# Document segment
Now, with our occurrences noted, I need to discover what each actually is. In the next step, we’ll use our 1d12/1d20 list of general POIs to stock the map key and add some origin/flavor to help us brainstorm what they stand for later.
Region Hex Mapping Step Four
Using the 1d12/1d20 POI Type roll table from the previous world-building process post, I began to fill out the hex-mapping key for the region. Like the previous steps, I started with the Heartlands, moved to the Marches, and finished with the Wild hexes. It just helps to keep everything organized while building out the area.
I rolled a twelve- or twenty-sided die for each POI occurrence to determine the type of POI present in the hex. I also added an origin/flavor point for the POI.
For example, rolling a holding is simple enough, and I would add some details like it is just a keep or a complete castle with baileys, moat, and walls with hoardings and towers. Then I would roll on the POI origin/flavor table based on the type of hex (Heartland, March, etc.). So I could end up with a peel tower with a “Weird” origin/flourish or a very grounded motte and Bailey with an “Artificial” origin/flourish.

Region annotation items:
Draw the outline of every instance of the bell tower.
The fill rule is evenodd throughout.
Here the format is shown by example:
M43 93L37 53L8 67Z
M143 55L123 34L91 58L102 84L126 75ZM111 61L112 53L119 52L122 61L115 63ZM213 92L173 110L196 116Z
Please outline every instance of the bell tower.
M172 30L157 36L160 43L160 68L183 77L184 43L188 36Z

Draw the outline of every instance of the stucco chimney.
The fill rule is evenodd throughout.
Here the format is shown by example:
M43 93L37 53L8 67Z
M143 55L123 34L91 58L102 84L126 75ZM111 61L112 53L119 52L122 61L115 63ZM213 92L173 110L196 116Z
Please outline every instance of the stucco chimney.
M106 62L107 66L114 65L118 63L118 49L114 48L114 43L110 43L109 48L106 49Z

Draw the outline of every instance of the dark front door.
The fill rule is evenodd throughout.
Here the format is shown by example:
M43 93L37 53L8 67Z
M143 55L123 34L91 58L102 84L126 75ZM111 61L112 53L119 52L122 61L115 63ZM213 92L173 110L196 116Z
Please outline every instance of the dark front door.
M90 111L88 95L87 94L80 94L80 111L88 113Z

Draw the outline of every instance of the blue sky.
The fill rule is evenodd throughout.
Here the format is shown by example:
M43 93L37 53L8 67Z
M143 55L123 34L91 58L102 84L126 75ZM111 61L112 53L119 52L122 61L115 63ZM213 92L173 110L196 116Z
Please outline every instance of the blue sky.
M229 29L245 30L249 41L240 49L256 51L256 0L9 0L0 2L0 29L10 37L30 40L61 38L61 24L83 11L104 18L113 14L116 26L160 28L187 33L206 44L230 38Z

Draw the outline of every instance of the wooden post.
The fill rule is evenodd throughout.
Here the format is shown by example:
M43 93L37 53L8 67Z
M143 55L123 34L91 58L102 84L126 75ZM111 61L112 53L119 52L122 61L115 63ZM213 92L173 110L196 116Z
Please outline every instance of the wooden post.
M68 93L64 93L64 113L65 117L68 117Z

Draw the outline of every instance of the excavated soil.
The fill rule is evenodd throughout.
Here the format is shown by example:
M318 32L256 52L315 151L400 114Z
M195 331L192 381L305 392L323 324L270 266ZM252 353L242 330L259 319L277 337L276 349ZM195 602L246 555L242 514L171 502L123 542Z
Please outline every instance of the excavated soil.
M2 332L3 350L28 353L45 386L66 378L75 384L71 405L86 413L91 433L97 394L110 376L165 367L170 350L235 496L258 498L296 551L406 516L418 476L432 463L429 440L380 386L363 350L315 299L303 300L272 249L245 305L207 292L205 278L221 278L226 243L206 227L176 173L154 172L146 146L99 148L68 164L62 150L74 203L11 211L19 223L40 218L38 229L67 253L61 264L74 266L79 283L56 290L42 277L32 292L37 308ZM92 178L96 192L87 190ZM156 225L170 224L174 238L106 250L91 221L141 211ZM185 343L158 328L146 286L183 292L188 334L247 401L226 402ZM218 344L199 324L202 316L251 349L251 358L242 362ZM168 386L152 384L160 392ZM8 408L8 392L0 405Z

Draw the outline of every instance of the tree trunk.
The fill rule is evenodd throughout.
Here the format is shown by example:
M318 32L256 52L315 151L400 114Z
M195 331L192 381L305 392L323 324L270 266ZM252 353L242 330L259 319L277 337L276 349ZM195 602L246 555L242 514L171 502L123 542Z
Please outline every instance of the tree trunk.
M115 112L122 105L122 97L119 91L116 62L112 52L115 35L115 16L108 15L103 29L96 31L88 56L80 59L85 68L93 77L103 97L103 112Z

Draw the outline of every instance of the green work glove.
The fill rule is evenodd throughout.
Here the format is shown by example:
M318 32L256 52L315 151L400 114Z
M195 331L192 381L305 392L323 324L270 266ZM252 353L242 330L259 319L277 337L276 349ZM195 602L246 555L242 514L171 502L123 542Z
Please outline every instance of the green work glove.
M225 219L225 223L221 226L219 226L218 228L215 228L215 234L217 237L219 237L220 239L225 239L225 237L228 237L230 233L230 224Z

# Required actions
(a) List, in the order they are first mentioned, the three kinds of hexes that the region hex-mapping text says were worked through when filling out the map key.
(b) Transcribe the region hex-mapping text from "Now, with our" to "stand for later.".

# Solutions in order
(a) Heartlands, Marches, Wild

(b)
Now, with our occurrences noted, I need to discover what each actually is. In the next step, we’ll use our 1d12/1d20 list of general POIs to stock the map key and add some origin/flavor to help us brainstorm what they stand for later.